------ Records shown ------

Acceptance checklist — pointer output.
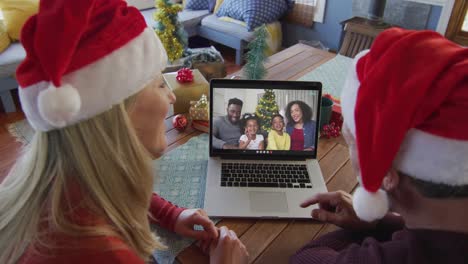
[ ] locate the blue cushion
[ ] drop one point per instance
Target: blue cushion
(211, 5)
(196, 4)
(254, 12)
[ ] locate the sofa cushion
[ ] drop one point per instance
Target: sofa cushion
(196, 4)
(239, 31)
(254, 12)
(188, 18)
(10, 59)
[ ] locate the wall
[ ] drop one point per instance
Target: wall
(329, 32)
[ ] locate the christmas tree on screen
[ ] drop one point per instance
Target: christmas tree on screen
(266, 108)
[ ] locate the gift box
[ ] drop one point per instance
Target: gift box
(199, 109)
(186, 92)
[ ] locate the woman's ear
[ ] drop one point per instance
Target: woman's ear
(391, 180)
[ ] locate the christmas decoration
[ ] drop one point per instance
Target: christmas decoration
(179, 122)
(254, 69)
(266, 108)
(331, 130)
(169, 29)
(199, 109)
(184, 75)
(186, 92)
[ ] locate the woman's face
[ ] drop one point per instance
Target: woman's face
(296, 113)
(252, 127)
(278, 123)
(148, 115)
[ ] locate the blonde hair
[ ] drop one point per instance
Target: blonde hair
(101, 156)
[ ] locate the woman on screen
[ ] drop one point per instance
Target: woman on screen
(277, 138)
(82, 191)
(251, 140)
(300, 127)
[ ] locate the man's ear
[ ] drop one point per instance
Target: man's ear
(391, 180)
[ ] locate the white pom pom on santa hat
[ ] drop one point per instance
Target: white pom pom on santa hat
(58, 105)
(370, 206)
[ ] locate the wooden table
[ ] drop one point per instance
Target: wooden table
(274, 241)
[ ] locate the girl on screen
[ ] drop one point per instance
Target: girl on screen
(300, 127)
(251, 140)
(277, 138)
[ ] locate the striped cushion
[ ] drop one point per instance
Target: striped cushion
(254, 12)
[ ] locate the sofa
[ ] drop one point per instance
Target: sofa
(195, 22)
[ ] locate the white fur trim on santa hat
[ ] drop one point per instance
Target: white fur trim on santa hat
(101, 84)
(59, 105)
(370, 206)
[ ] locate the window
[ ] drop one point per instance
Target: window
(315, 8)
(457, 29)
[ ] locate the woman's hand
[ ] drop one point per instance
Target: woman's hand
(184, 225)
(228, 249)
(336, 208)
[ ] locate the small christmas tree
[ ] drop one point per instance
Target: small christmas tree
(169, 29)
(254, 69)
(266, 108)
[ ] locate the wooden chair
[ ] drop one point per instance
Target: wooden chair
(359, 35)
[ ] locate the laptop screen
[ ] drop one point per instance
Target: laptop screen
(264, 119)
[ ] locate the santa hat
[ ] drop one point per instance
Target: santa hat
(82, 58)
(406, 103)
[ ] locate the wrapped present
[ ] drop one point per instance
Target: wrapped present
(186, 92)
(207, 60)
(199, 109)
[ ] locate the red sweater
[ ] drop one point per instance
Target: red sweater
(163, 211)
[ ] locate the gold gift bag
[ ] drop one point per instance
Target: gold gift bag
(186, 92)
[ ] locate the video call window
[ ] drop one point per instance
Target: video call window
(264, 121)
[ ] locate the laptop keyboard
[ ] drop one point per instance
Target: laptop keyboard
(265, 175)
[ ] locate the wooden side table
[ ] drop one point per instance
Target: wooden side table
(359, 34)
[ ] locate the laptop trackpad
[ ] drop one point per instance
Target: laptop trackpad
(268, 202)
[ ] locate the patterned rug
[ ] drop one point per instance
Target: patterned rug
(180, 177)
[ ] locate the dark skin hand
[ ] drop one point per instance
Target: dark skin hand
(337, 208)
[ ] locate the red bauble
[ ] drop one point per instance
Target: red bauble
(180, 122)
(184, 75)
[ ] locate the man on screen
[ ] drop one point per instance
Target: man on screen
(226, 129)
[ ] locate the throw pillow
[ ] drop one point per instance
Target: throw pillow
(196, 4)
(4, 38)
(254, 12)
(211, 5)
(218, 5)
(15, 13)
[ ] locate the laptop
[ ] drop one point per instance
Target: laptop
(262, 176)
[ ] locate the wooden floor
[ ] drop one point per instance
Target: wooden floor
(10, 149)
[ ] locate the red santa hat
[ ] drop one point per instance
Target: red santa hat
(406, 103)
(82, 58)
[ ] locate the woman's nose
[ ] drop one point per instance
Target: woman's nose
(172, 97)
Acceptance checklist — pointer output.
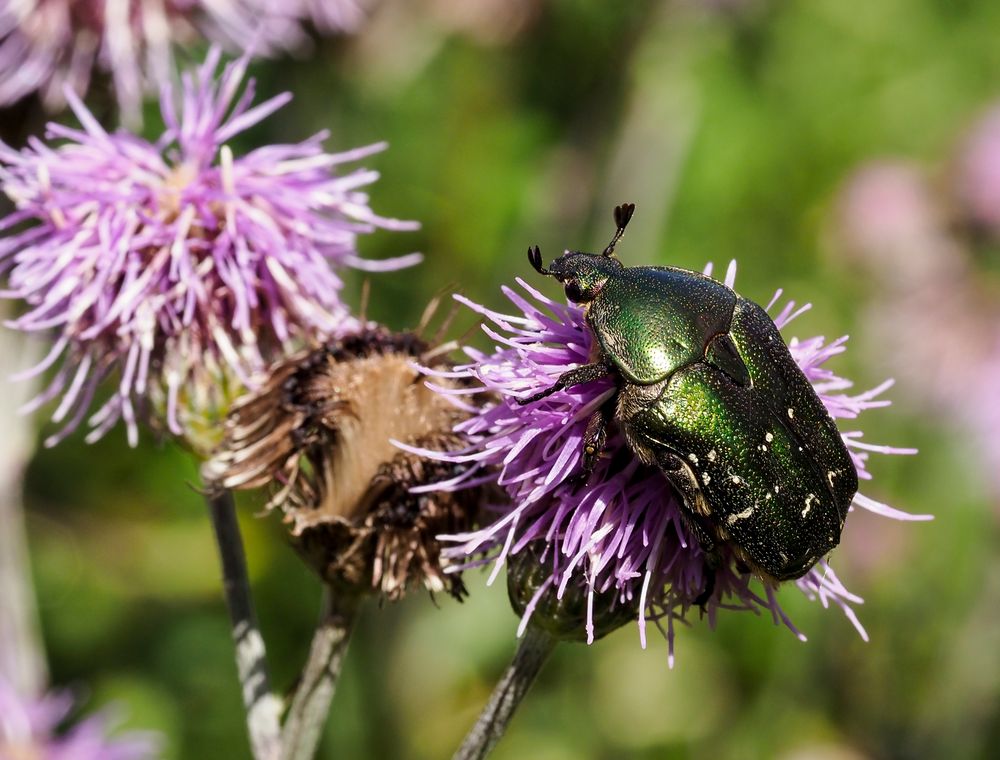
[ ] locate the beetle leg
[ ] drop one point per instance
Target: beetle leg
(577, 376)
(702, 599)
(596, 436)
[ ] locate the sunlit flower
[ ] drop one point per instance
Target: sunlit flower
(319, 432)
(176, 266)
(621, 535)
(51, 45)
(31, 729)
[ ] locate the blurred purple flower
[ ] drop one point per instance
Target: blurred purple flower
(623, 531)
(175, 264)
(326, 15)
(977, 175)
(936, 320)
(53, 45)
(29, 730)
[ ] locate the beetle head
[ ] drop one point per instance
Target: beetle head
(584, 274)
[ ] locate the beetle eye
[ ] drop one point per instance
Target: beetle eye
(574, 292)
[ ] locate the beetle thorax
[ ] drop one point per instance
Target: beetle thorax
(584, 274)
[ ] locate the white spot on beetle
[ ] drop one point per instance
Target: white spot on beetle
(809, 502)
(731, 520)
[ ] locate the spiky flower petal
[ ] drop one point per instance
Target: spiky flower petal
(177, 266)
(51, 46)
(622, 532)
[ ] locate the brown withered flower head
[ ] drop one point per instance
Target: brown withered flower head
(320, 431)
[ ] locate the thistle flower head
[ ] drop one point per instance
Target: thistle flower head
(51, 46)
(321, 430)
(619, 538)
(30, 729)
(176, 265)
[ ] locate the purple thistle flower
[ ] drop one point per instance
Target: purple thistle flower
(174, 264)
(50, 46)
(30, 729)
(622, 532)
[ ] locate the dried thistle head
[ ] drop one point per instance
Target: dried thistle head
(321, 431)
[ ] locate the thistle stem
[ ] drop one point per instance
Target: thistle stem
(22, 661)
(534, 650)
(311, 705)
(262, 706)
(22, 655)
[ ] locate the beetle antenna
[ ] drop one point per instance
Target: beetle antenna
(623, 214)
(535, 257)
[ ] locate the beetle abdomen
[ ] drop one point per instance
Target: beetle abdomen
(782, 386)
(766, 496)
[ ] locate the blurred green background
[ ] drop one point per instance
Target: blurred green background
(733, 126)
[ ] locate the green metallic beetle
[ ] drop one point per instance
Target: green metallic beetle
(709, 393)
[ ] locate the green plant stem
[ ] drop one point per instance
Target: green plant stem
(311, 705)
(262, 706)
(534, 650)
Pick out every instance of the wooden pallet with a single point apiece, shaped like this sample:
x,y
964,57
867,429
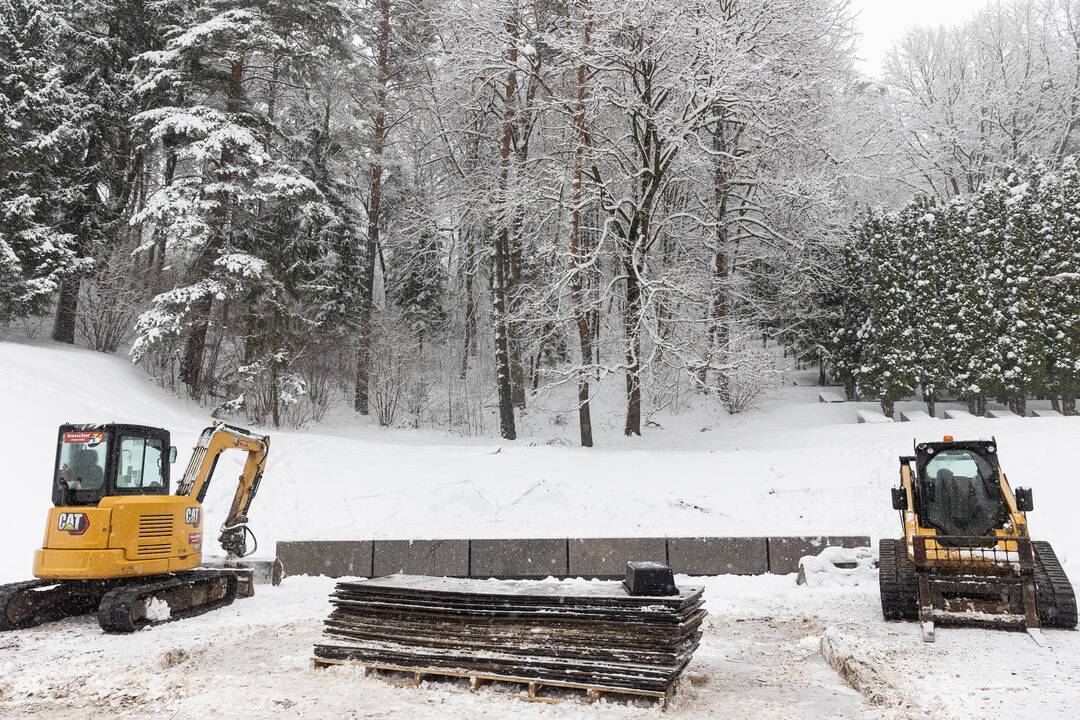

------

Task requirements. Copy the listing above verbatim, starting at the line with "[ ] locate the purple thistle flower" and continuing through the end of the listing. Leave out the pictures.

The answer.
[ ] locate the purple thistle flower
[ ] drop one point per instance
Target: purple thistle flower
(174, 264)
(50, 46)
(30, 729)
(622, 532)
[ ] locate the dried thistle head
[ ] drop one point per instance
Target: dried thistle head
(321, 431)
[ ] locate the thistle stem
[ ] drop one point per instance
Target: thistle stem
(22, 661)
(534, 650)
(311, 705)
(262, 706)
(22, 655)
[ ] locate the beetle antenna
[ ] drop one point per instance
Target: beetle antenna
(623, 214)
(535, 257)
[ ] locate the beetle abdomen
[ ] drop one point per instance
Target: beetle abdomen
(782, 386)
(766, 496)
[ ] locate the blurred green background
[ ] drop one point per instance
Target: blurred green background
(733, 126)
[ ] locate the green metallic beetle
[ ] drop one point per instance
Target: green metallic beetle
(709, 393)
[ ] locate the green plant stem
[ ] drop one point per instance
Target: green plant stem
(311, 705)
(262, 706)
(534, 650)
Pick out every instance of the wooden pallet with a single point apiece, shaped like this sample:
x,y
964,57
867,429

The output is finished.